En 1959, adieu Cambridge, retour aux États-Unis pour un troisième cycle : « Columbia respirait l’anxiété et l’amertume. Les professeurs affichaient leur refus de contacts avec les étudiants ; une véritable guerre des classes imprégnait l’atmosphère  3. » Autre époque, autre atmosphère, le 20 mai dernier, sur Canal +, un ministre qui n’a pas connu le goût du thé dans les vieilles universités anglaises annonce la défiscalisation des revenus du travail des étudiants.

Vers quel modèle, vers quelle morale la France est-elle en train de s’acheminer ? Un essai détonnant 4 de Didier Éribon répond à cette question. Dans Variations V, le biographe de Foucault explique que tout le monde ne peut pas être Sartre – ou Bourdieu – et surtout pas Marcel Gauchet, à qui l’auteur reproche, sous couvert de dénonciation de l’individualisme et du communautarisme, d’être, à l’instar des hiérarques du Parti socialiste, un néo-conservateur. Ce dernier mot n’est pas associé, comme dans la prose de feu Éric Besson s’exprimant à propos de son désormais supérieur, de l’épithète « américain » : pour avoir été visiting professor à Berkeley et Princeton, Didier Éribon sait que les États-Unis ne sont pas le lieu naturel du conservatisme. Aussi regrette-t-il que l’université européenne n’ait pas su, universalisme niveleur et haine du particularisme aidant, développer les gay studies ou les gender studies qui ont tant apporté à la recherche anglo-saxonne. Alors que se dessinent de nouvelles réformes pour l’enseignement supérieur français et que les débats sur le communautarisme envahissent l’espace médiatique, ce pamphlet engagé et sa dénonciation argumentée du conservatisme dont sont porteuses les institutions sont d’une lecture salutaire.

▶ Informations extraites
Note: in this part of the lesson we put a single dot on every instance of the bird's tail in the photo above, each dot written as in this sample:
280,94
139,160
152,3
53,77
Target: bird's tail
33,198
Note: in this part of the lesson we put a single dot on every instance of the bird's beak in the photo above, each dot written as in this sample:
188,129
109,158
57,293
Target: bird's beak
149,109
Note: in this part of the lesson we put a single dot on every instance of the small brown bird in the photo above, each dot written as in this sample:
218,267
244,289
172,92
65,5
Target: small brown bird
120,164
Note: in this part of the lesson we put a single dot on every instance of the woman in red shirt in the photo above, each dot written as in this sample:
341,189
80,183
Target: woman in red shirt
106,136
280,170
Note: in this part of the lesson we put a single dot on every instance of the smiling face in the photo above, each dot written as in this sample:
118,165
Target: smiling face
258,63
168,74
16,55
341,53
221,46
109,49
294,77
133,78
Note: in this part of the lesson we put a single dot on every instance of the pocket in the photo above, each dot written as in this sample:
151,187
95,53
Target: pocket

▶ Consigne 1
Répondez à ces questions d'après le texte fourni.
(a) En quelle année a lieu le retour aux États-Unis pour un troisième cycle ?
(b) Sur quelle chaîne un ministre a-t-il annoncé la défiscalisation des revenus du travail des étudiants ?
(c) Dans quelles universités Didier Éribon a-t-il été visiting professor ?
▶ Consigne 2
Reproduisez le passage du texte fourni qui commence par les mots « En 1959, adieu » et se termine par « travail des étudiants. ».
▶ Consigne 3
Traduisez en anglais cette phrase du texte fourni : « Vers quel modèle, vers quelle morale la France est-elle en train de s’acheminer ? »
Les lignes ne servent à rien dans ce travail.

▶ Votre réponse 1
(a) En 1959.
(b) Sur Canal +.
(c) À Berkeley et à Princeton.

▶ Votre réponse 2
En 1959, adieu Cambridge, retour aux États-Unis pour un troisième cycle : « Columbia respirait l’anxiété et l’amertume. Les professeurs affichaient leur refus de contacts avec les étudiants ; une véritable guerre des classes imprégnait l’atmosphère  3. » Autre époque, autre atmosphère, le 20 mai dernier, sur Canal +, un ministre qui n’a pas connu le goût du thé dans les vieilles universités anglaises annonce la défiscalisation des revenus du travail des étudiants.

▶ Votre réponse 3
Toward what model, toward what morality is France heading?